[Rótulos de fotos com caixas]
'''

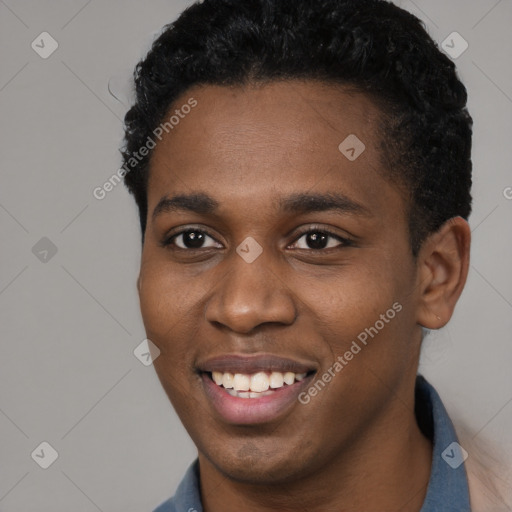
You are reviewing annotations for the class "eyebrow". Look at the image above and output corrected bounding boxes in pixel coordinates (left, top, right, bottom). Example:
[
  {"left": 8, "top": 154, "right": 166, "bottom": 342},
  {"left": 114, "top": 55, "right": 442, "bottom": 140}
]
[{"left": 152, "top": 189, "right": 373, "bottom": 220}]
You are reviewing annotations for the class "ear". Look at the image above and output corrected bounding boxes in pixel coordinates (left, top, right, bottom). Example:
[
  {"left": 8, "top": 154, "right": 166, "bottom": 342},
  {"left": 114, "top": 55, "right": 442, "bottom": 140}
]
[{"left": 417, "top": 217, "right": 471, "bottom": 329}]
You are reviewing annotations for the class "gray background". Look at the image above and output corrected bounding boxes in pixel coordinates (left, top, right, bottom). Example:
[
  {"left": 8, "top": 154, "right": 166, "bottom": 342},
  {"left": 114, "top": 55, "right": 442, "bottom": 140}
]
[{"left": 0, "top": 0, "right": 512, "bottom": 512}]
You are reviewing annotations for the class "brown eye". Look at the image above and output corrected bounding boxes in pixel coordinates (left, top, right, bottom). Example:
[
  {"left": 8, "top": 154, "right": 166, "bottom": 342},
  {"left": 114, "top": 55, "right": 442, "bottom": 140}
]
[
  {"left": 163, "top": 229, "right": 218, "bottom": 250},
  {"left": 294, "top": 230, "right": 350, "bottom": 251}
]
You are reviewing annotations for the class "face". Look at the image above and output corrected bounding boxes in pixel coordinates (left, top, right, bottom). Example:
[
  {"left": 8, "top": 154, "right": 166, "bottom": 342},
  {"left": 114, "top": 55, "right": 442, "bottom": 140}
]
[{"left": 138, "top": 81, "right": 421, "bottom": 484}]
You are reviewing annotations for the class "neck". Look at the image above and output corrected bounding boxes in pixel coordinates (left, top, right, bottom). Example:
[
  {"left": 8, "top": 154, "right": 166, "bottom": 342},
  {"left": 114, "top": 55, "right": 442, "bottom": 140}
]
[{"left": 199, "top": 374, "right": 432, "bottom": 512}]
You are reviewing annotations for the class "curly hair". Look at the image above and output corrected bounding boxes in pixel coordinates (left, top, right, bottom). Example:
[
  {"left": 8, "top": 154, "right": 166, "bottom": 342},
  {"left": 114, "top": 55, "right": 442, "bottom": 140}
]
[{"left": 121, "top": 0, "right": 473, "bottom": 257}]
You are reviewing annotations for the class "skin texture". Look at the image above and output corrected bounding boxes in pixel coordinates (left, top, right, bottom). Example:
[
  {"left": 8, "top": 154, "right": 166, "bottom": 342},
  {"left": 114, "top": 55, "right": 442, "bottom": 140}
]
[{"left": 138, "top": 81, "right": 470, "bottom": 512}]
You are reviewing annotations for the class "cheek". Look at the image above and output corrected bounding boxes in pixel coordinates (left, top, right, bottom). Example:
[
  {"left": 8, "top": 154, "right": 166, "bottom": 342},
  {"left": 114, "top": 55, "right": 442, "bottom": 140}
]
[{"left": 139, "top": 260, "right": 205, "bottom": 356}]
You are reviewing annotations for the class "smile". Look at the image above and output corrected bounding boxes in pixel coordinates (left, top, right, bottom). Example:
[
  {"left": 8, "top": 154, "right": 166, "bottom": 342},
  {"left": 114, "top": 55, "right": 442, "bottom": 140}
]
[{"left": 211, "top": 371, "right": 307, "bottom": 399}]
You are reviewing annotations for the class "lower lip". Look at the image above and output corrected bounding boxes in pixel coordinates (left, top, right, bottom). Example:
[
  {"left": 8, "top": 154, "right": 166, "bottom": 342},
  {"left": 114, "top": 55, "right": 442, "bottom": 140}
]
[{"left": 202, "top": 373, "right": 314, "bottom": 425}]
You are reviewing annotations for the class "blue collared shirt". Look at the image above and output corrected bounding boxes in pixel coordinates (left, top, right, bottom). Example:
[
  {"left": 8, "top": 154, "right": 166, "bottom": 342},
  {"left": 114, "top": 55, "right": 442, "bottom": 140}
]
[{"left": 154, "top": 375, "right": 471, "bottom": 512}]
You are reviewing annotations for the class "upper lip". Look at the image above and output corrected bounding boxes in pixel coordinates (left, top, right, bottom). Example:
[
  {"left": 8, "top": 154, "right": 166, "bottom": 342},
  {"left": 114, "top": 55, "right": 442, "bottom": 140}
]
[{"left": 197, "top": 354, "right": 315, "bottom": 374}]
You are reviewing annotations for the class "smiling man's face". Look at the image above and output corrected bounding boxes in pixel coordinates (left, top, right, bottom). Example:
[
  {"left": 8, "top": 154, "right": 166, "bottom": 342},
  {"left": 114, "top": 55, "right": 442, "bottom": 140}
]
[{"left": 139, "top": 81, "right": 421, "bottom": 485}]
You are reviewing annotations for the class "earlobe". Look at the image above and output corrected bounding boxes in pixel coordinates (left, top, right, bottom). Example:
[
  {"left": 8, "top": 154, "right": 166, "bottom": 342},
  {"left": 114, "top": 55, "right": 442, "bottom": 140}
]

'''

Reúna todas as linhas dos registros acima em que aparece a sequência "face" e copie cada uma delas.

(SOLUÇÃO DO PROBLEMA)
You are reviewing annotations for the class "face". Look at the image above and output corrected bounding boxes in pixel coordinates (left, top, right, bottom). Example:
You are reviewing annotations for the class "smiling man's face". Look at the image above and output corrected bounding boxes in pixel coordinates (left, top, right, bottom). Example:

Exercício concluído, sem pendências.